- _TASK DETAILS_
Filter the entries for the string "query". Copy each line that has it.

[Data items]

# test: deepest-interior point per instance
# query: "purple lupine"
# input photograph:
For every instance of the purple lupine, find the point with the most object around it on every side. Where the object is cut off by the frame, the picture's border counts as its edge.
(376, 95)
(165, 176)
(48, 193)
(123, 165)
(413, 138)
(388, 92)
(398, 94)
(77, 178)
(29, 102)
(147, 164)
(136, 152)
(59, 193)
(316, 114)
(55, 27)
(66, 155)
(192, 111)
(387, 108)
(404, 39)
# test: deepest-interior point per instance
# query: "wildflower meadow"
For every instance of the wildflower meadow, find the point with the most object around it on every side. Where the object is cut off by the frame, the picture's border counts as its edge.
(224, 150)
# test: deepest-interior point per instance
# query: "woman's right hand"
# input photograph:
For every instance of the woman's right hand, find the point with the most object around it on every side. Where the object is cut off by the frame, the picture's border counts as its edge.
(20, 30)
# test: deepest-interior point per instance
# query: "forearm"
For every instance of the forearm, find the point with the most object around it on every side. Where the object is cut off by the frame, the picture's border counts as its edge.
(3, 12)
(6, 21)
---
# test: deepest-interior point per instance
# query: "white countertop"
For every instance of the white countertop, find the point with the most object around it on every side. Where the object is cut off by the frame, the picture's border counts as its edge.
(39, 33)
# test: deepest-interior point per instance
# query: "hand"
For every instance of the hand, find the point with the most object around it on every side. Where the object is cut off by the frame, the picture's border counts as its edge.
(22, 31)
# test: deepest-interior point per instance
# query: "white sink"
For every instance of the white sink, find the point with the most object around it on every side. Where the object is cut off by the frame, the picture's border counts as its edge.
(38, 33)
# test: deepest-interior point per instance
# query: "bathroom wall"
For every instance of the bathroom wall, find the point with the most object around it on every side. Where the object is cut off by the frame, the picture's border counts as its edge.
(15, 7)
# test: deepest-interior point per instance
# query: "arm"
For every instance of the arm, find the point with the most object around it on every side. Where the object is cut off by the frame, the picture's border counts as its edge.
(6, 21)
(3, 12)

- _TASK OUTPUT_
# query: "purple lupine"
# query: "wildflower meadow"
# query: "woman's right hand"
# query: "forearm"
# query: "white countertop"
# query: "hand"
# query: "white sink"
# query: "bathroom wall"
# query: "arm"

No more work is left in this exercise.